TASKS AND EXERCISES:
1. From the blog post on life's struggles and balance, extract the passage starting at "So, here’s to" and ending at "and be thankful.".
2. Continue the blog post about balancing work, family, and personal health from the point where it stops.

But hey, this is life, right? It’s messy, unpredictable, and at times, unbearably hard. But in the end, it’s all part of the journey.

So, here’s to embracing the struggle, to facing our challenges head-on, and to finding our strength even in the toughest of times. And remember, it’s okay not to be okay.

Till we talk again,

Adam

Navigating Life’s Course: Balancing Work, Family, and Personal Health

Hey there folks,

It’s Adam, again, navigating my way through the labyrinth of life. Last time we chatted, we explored a new chapter in my running journey, didn’t we? But, as life has its unique way of reminding us, running isn’t the only thing I’m juggling. There’s work, the wonderful chaos of family life, and my ongoing battle with the scales and the lifelong effects of cancer.

I see work and life as like running. All about endurance and strategy, knowing when to push hard and when to rest. When to take action and when to think and be thankful.

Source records
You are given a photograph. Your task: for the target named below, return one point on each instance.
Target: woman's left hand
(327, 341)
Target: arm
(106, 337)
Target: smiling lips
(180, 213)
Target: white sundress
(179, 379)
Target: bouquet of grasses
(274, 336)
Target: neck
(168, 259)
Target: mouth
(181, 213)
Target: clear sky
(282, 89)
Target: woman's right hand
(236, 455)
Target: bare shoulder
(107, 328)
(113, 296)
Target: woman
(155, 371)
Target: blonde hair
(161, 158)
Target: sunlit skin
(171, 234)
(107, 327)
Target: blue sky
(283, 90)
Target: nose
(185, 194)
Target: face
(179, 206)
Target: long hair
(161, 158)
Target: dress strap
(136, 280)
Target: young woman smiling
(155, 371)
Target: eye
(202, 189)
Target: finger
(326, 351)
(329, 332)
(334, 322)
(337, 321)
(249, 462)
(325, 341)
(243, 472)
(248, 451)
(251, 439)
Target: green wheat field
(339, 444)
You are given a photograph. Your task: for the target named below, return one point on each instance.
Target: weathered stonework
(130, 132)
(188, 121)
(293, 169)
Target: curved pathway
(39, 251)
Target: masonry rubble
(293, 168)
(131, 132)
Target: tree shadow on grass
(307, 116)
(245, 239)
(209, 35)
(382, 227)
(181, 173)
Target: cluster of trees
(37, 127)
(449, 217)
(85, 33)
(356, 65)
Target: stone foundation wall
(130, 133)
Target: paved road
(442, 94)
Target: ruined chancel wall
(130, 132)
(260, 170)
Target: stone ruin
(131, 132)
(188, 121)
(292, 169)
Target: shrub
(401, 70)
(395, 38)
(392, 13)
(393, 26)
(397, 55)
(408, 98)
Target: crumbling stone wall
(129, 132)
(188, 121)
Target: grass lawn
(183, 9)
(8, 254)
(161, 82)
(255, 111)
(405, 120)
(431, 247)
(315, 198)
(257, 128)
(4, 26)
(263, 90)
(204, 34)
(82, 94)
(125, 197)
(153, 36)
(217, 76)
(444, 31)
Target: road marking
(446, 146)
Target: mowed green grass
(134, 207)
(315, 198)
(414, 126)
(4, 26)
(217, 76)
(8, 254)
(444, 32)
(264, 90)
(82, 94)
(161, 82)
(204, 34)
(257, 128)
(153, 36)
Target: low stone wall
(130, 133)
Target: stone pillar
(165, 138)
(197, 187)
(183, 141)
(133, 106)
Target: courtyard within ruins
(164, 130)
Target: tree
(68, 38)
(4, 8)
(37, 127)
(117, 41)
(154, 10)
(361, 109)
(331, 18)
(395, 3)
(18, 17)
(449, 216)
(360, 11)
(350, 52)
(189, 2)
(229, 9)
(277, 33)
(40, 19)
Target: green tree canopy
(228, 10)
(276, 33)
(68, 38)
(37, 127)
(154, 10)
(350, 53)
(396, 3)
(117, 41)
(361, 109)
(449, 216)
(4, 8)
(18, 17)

EXERCISE ANSWERS:
1.
So, here’s to embracing the struggle, to facing our challenges head-on, and to finding our strength even in the toughest of times. And remember, it’s okay not to be okay.

Till we talk again,

Adam

Navigating Life’s Course: Balancing Work, Family, and Personal Health

Hey there folks,

It’s Adam, again, navigating my way through the labyrinth of life. Last time we chatted, we explored a new chapter in my running journey, didn’t we? But, as life has its unique way of reminding us, running isn’t the only thing I’m juggling. There’s work, the wonderful chaos of family life, and my ongoing battle with the scales and the lifelong effects of cancer.

I see work and life as like running. All about endurance and strategy, knowing when to push hard and when to rest. When to take action and when to think and be thankful.

2.
Then there’s my young family, my team. Being a dad, it’s an adventure in itself – unpredictable, rewarding, filled with belly laughs and the occasional (daily?!) tantrum (mine, not the kids, honestly!). Seeing those little faces light up and hearing ‘Daddy Daddy Daddy’ when I walk through the door? That’s the best! It makes everything worthwhile!

But let’s be real, juggling a high-pressure job, a young family, and personal health goals ain’t a walk in the park. Remember my wobbly knee and those extra pounds I’ve been carrying around? Yeah, they’re still here. But I’m not letting them or the after effects of cancer have the last laugh.

I’m learning to find balance, to find harmony in the whirlwind. It’s about fitting in a quick cycle during a lunch break, choosing the healthier option (well, most of the time), and quality time with the kids amidst it all.

So, what’s next? Well, as I tiptoe back into running, it’s gonna be a juggling act. But you know what? I wouldn’t have it any other way. Because amidst the chaos, the stress, and the uncertainties, I’ve got my team – my family – and a job that keeps me on my toes (when my knee allows it).

So here’s the deal – I’m not just going to navigate through this labyrinth, I’m going to own it. I’m not just about posting runs; I’m about posting real life. The good, the bad, and everything in between.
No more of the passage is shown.